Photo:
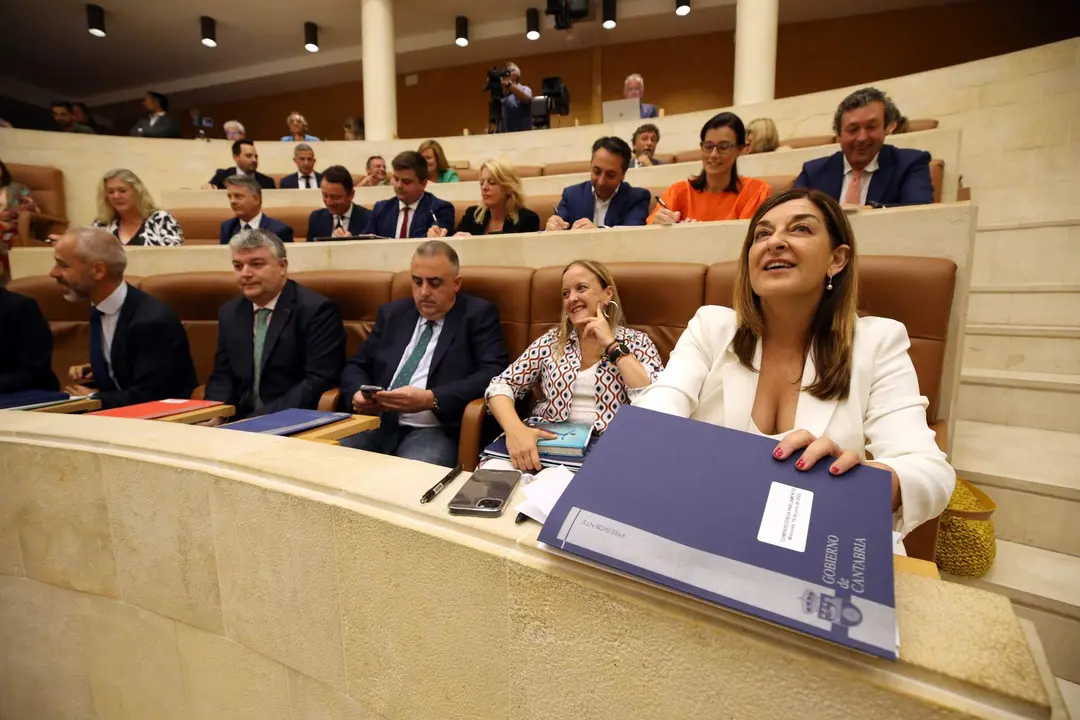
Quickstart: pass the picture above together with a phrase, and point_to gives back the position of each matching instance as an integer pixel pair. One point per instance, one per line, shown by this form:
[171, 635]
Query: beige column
[756, 24]
[380, 87]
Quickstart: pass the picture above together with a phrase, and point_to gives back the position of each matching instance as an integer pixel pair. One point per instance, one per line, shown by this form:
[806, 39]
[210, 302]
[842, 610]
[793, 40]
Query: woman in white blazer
[794, 362]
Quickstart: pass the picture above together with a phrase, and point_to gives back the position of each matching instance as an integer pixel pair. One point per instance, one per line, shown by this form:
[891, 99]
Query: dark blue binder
[286, 422]
[707, 511]
[29, 398]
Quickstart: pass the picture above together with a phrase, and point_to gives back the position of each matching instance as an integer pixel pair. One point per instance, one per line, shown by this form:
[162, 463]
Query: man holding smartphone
[427, 358]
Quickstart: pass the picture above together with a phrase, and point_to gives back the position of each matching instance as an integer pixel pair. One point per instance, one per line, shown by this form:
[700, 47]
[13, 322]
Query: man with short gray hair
[633, 86]
[280, 345]
[138, 350]
[866, 172]
[305, 177]
[427, 357]
[245, 199]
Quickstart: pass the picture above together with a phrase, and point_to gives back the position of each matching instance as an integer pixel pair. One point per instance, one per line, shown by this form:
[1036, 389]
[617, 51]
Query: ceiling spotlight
[532, 24]
[95, 21]
[210, 31]
[461, 31]
[609, 14]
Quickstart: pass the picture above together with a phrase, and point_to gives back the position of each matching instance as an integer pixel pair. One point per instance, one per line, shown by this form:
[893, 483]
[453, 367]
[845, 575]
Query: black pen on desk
[442, 484]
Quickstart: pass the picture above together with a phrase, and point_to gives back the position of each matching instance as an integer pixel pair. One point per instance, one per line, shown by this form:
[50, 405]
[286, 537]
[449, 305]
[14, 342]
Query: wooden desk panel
[358, 423]
[202, 415]
[83, 405]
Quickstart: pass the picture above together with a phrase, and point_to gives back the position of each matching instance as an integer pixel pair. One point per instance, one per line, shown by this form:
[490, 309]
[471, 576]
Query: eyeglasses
[723, 147]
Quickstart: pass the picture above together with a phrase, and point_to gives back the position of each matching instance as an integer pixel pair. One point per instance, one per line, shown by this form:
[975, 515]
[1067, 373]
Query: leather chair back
[359, 294]
[196, 298]
[508, 288]
[917, 291]
[45, 185]
[658, 298]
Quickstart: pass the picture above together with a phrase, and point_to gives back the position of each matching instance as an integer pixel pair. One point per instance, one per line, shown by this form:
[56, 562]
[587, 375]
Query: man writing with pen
[605, 200]
[427, 357]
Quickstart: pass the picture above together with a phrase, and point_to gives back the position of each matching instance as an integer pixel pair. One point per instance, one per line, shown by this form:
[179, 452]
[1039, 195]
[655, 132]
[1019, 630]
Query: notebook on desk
[29, 399]
[286, 422]
[157, 409]
[707, 511]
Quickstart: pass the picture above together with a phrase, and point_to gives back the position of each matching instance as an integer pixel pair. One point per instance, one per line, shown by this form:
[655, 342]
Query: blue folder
[31, 398]
[286, 422]
[707, 511]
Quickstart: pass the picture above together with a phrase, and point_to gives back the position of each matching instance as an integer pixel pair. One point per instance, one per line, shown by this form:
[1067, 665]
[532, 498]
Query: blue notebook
[706, 511]
[27, 399]
[498, 449]
[286, 422]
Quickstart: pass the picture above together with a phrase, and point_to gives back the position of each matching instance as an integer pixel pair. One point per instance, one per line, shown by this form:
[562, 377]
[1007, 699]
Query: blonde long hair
[766, 137]
[442, 164]
[833, 327]
[143, 200]
[615, 315]
[504, 176]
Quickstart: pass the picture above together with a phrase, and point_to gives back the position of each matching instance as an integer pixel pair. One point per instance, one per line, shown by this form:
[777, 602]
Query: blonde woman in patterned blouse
[126, 209]
[588, 366]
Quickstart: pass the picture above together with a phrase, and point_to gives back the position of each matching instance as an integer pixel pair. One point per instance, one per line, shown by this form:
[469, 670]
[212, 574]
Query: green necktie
[414, 360]
[261, 322]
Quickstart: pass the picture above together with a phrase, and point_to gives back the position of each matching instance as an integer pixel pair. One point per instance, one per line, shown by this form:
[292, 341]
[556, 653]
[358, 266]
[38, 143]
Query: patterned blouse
[160, 229]
[557, 377]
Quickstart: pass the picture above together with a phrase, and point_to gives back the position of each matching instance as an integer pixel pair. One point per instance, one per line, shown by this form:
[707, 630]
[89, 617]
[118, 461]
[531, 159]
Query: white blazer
[883, 416]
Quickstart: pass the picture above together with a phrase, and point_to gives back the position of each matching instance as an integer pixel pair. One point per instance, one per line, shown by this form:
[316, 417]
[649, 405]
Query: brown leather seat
[808, 141]
[46, 187]
[196, 298]
[918, 293]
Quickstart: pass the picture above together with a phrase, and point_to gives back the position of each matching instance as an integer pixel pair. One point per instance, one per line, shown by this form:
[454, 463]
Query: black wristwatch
[617, 350]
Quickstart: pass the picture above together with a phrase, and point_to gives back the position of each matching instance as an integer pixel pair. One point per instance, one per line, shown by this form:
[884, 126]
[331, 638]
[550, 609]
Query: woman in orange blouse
[717, 193]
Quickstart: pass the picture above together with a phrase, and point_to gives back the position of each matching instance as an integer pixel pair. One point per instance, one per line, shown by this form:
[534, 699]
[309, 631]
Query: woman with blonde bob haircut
[502, 205]
[588, 366]
[794, 362]
[126, 209]
[761, 136]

....

- TASK -
Your copy must match the records above exactly, apart from the pictures, which are excluded.

- EXERCISE SOLUTION -
Photo:
Quickstart: pass the picture above together with a phrase, and point_to gives back the position of each matching instance as an integer pixel pair. One point per instance, one per line, shown by this form:
[171, 635]
Query: beige column
[756, 24]
[380, 87]
Quickstart: pass the picture above together with a phrase, and point_to gives back the position of each matching instance as an integer pixel pair. One point per instance, one per line, shown by this form:
[806, 39]
[210, 302]
[842, 610]
[793, 40]
Query: woman in white blazer
[794, 362]
Quickstart: pass the picture above together with a phrase, and point_to gives back the position of each matching instance as an integer pixel pair. One point per instance, one per line, shown by this form:
[891, 99]
Query: dark blue binder
[286, 422]
[707, 511]
[29, 398]
Quickstart: pass the picture above together with a phrase, and point_to gives back the position of each matching instance as an integer pixel pair. One point per instance, one per line, shown by this form:
[162, 463]
Query: man holding smartphone
[427, 358]
Quickstart: pass the picture above together with a phrase, and point_to gives back the position of each matching instance as an integer pixel pair. One point per instance, one per line, shown by this form:
[700, 47]
[13, 322]
Query: man with short gray hair
[633, 86]
[280, 345]
[138, 350]
[866, 172]
[305, 177]
[427, 357]
[245, 199]
Quickstart: pass the picture above together with a phrase, and point_to gives back the position of each matching instance as an integer pixel pair. One point per instance, one per line, shown by this form:
[1036, 389]
[617, 51]
Query: ceiling spotlight
[532, 24]
[95, 21]
[210, 31]
[461, 31]
[609, 14]
Quickstart: pass the picture above together with a phrase, and point_to gives back the position of each matching instance as an integer pixel pair. One point per instance, one per line, shown by this form:
[893, 483]
[453, 367]
[845, 575]
Query: black pen on desk
[442, 484]
Quickstart: pass the picture above together with a phrase, and point_to gives back the position of each matching instance as an integer pixel pair. One point per instance, one per line, shown by this form:
[50, 405]
[286, 537]
[449, 305]
[14, 342]
Query: wooden desk panel
[358, 423]
[202, 415]
[83, 405]
Quickstart: pass the picture above together with a phrase, and point_to gives back the position of each matching instance as an integer pixel pair. One point per instance, one per line, shown by this form:
[490, 309]
[471, 576]
Query: eyeglasses
[723, 147]
Quickstart: pass the picture above together with a phrase, and point_to gives back the position of each matching instance as an integer pixel pair. One point per instance, one per line, shown by this form:
[975, 515]
[1067, 373]
Query: leather chair back
[359, 294]
[196, 298]
[508, 288]
[917, 291]
[45, 185]
[658, 298]
Quickstart: pass the picture above together with a phrase, and point_to gives back the position of each matching instance as an integer pixel pair. One point per instance, one per line, shown by this form:
[56, 562]
[587, 375]
Query: man writing with pen
[605, 200]
[427, 357]
Quickstart: pass the picture above together with a phrase, and point_to gives back the position of each matching instance as an integer pixel pair. One point per instance, one per line, shown by this form:
[179, 452]
[1039, 195]
[655, 132]
[1019, 630]
Query: notebook on desk
[29, 399]
[286, 422]
[157, 409]
[707, 511]
Quickstart: pass the picture above together with a phrase, and point_to gives back the position of each matching instance as an integer pixel pair. One point per instance, one per line, shown by this form:
[655, 342]
Query: blue folder
[31, 398]
[286, 422]
[707, 511]
Quickstart: pass the picture above together with a phrase, and point_to gives back the position of each matching instance as an integer pixel pair. One point per instance, one per line, shown by this form:
[1067, 665]
[532, 498]
Query: blue notebook
[706, 511]
[27, 399]
[498, 449]
[286, 422]
Quickstart: pass the picture above together with a phrase, and point_to gives back the position of each matching instance as an integer pixel pair. One point per instance, one per line, shown by this form:
[562, 377]
[1007, 699]
Query: blonde long hair
[766, 137]
[442, 164]
[833, 327]
[143, 200]
[615, 315]
[504, 176]
Quickstart: pass the picture above together with a phrase, and point_to gives back the position of each matching instance as an integer pixel pair. One point per instance, one per line, shown by this form:
[777, 602]
Query: blonde woman in patterned blouse
[126, 209]
[588, 366]
Quickstart: pass the picture above together with a phrase, and point_to gives back the position of each matching instance as an integer pixel pair. One point per instance, one per line, shown by this form:
[469, 670]
[212, 574]
Query: green necktie
[414, 360]
[261, 322]
Quickstart: pass the picture above together with a phrase, and point_to gives back the position of each matching instance as an integer pixel pair. One point per instance, one per line, shown by this form:
[292, 341]
[556, 653]
[358, 266]
[38, 143]
Query: patterned blouse
[160, 229]
[557, 377]
Quickstart: pass the picture above together with a phrase, and point_to gives back the position of each matching instance as an integer pixel pair. One point per instance, one per line, shown by this form:
[707, 630]
[89, 617]
[118, 461]
[531, 159]
Query: white blazer
[883, 416]
Quickstart: pass the picture above together with a phrase, and point_to gives back the position of each matching instance as an integer pixel pair. One point per instance, one per line, shown by this form:
[316, 417]
[649, 405]
Query: brown leather seat
[808, 141]
[46, 187]
[196, 298]
[918, 293]
Quickstart: pass the picture above together with a phrase, and point_to gives back the position of each matching instance as an integer pixel pair. One point per instance, one per line, shown by this form:
[454, 463]
Query: black wristwatch
[617, 350]
Quickstart: pass the picture above together with a phrase, and point_to gives back the position of each matching instance as an integer pixel pair. One point per instance, one per line, shown by this form:
[884, 126]
[331, 638]
[550, 609]
Query: woman in orange blouse
[717, 193]
Quickstart: pass the picture above together with a phrase, and point_to gives back the position of each matching instance as an integer pixel pair. One point per instance, one per line, shown by this form:
[534, 699]
[309, 631]
Query: woman with blonde bob haircut
[502, 205]
[588, 366]
[794, 362]
[126, 209]
[761, 136]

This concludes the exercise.